Stored data:
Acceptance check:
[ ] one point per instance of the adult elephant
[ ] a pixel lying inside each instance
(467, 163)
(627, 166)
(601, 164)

Problem details:
An exact copy of every entry is the expected result.

Task response:
Acceptance check:
[ ] one point per instance of the adult elephant
[ ] a pixel lying inside each instance
(467, 163)
(627, 166)
(601, 164)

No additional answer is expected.